■ What this task involves ■
Pull out every row below and reproduce each one unchanged.

Saved entries:
= = =

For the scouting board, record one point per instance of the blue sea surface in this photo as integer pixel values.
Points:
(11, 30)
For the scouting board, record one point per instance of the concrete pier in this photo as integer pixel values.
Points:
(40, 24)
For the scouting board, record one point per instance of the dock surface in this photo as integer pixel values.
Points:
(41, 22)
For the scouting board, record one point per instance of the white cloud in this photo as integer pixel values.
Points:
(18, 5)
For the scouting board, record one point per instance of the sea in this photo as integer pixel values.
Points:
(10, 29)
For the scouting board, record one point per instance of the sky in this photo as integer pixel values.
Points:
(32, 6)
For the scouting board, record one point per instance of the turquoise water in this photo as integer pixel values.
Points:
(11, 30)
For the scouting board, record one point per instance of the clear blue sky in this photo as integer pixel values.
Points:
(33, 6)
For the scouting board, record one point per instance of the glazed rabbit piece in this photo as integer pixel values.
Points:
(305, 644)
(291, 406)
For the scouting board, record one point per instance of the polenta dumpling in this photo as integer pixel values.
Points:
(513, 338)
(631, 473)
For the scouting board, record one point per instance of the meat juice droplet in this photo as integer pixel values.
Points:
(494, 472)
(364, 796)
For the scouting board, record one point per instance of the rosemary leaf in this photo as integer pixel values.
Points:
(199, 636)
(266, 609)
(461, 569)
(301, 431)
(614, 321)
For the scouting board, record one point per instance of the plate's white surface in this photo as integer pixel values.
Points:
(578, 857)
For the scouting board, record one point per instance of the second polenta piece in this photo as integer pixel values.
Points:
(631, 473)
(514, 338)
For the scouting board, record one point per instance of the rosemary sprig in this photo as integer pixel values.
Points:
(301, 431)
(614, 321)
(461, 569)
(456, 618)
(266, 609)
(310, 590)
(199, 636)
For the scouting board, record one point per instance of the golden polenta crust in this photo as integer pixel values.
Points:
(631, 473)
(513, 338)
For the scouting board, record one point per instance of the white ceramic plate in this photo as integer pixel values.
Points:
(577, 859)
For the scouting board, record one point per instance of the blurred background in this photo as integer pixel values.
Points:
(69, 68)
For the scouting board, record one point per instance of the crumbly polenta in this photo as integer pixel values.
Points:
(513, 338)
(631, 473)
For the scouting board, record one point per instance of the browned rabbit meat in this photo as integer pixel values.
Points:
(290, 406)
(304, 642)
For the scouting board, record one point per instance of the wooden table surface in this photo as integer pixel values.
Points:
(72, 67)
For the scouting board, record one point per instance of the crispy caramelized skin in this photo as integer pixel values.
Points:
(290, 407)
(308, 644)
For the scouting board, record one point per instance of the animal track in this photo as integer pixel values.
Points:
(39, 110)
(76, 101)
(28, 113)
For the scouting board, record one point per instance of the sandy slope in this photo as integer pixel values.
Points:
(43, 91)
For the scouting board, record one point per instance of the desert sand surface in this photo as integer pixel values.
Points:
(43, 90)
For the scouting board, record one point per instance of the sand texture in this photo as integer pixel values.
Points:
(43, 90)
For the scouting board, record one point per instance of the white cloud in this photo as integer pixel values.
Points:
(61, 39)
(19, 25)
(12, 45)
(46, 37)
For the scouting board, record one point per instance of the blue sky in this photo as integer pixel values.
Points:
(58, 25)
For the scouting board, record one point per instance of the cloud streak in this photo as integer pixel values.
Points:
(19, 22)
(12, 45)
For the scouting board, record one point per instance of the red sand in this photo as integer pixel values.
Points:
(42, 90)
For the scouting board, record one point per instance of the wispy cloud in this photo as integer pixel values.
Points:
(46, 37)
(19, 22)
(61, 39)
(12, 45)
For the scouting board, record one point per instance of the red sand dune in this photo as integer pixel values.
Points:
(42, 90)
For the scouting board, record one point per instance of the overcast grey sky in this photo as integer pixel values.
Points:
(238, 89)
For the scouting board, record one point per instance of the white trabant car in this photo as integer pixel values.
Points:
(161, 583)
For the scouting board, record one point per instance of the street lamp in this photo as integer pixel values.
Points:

= = =

■ Completed exercise ■
For the scouting board, record one point per instance of the blue sea surface in this photo as integer pixel values.
Points:
(11, 30)
For the scouting board, record one point per instance of the concrete pier in this photo as integer pixel values.
Points:
(40, 24)
For the scouting board, record one point per instance of the dock surface in this photo as integer pixel values.
Points:
(41, 22)
For the scouting board, record one point per instance of the white cloud in this photo as integer pixel values.
Points:
(18, 5)
For the scouting board, record one point per instance of the sea in this photo as integer pixel values.
Points:
(10, 29)
For the scouting board, record one point per instance of the sky in this photo as integer pixel values.
Points:
(32, 6)
For the scouting board, record one point per instance of the turquoise water in this photo as integer pixel values.
Points:
(11, 30)
For the scouting board, record one point per instance of the clear blue sky in this photo as integer pixel values.
Points:
(33, 6)
For the scouting board, record one point per instance of the glazed rabbit piece in this photo as integer pixel values.
Points:
(305, 644)
(291, 406)
For the scouting board, record one point per instance of the polenta dumpling in this photo as integer pixel values.
Points:
(513, 338)
(631, 473)
For the scouting board, record one point per instance of the meat juice droplet in this photo as integer pixel values.
Points:
(494, 472)
(364, 796)
For the scouting board, record one point per instance of the rosemary leaf in this photo as integer pixel values.
Points:
(199, 636)
(266, 609)
(461, 569)
(301, 431)
(614, 321)
For the scouting board, record one point per instance of the plate's white surface in this photo as integer pixel values.
Points:
(578, 857)
For the scouting board, record one point per instance of the second polenta piece in this photo as integer pixel values.
Points:
(631, 473)
(514, 338)
For the scouting board, record one point per instance of the rosemary sprig in this photo as integer pixel values.
Points:
(301, 431)
(614, 321)
(461, 569)
(456, 618)
(266, 609)
(310, 590)
(199, 636)
For the scouting board, record one point per instance of the golden polenta crust in this photo as integer pixel values.
Points:
(631, 473)
(513, 338)
For the scouting board, record one point per instance of the white ceramic plate in this photo as integer pixel values.
Points:
(577, 859)
For the scouting board, record one point per instance of the blurred background in this photo as integer pixel values.
Points:
(69, 68)
For the scouting board, record one point per instance of the crumbly polenta in this photo as integer pixel values.
Points:
(513, 338)
(631, 473)
For the scouting board, record one point per instance of the browned rabbit meat in this photo as integer pixel values.
Points:
(290, 406)
(304, 642)
For the scouting board, record one point per instance of the wooden table surface in this photo as integer pixel values.
Points:
(72, 67)
For the scouting board, record one point per instance of the crispy caramelized skin in this photo as integer pixel values.
Points:
(290, 407)
(308, 644)
For the scouting board, record one point per instance of the animal track in this photo as integer pixel values.
Points:
(39, 110)
(76, 101)
(28, 113)
For the scouting board, record one point per instance of the sandy slope in this photo as integer pixel values.
Points:
(43, 91)
For the scouting board, record one point per instance of the desert sand surface in this photo as integer pixel values.
Points:
(43, 90)
For the scouting board, record one point per instance of the sand texture in this photo as integer pixel values.
Points:
(43, 90)
For the scouting board, record one point per instance of the white cloud in this photo as integer pixel values.
Points:
(61, 39)
(19, 25)
(12, 45)
(46, 37)
For the scouting board, record one point per instance of the blue sky in this photo as integer pixel values.
Points:
(58, 25)
For the scouting board, record one point per instance of the cloud streak in this photo as integer pixel values.
Points:
(19, 22)
(12, 45)
For the scouting board, record one point per instance of the red sand in this photo as integer pixel values.
Points:
(42, 90)
For the scouting board, record one point per instance of the wispy cloud in this photo as integer pixel values.
Points:
(46, 37)
(19, 22)
(61, 39)
(12, 45)
For the scouting board, record one point per instance of the red sand dune in this photo as integer pixel values.
Points:
(42, 90)
For the scouting board, record one point per instance of the overcast grey sky in this photo as integer pixel values.
Points:
(238, 89)
For the scouting board, record one point per instance of the white trabant car in this photo as integer pixel values.
Points:
(161, 583)
For the scouting board, record one point per instance of the street lamp in this photo as integer pixel values.
Points:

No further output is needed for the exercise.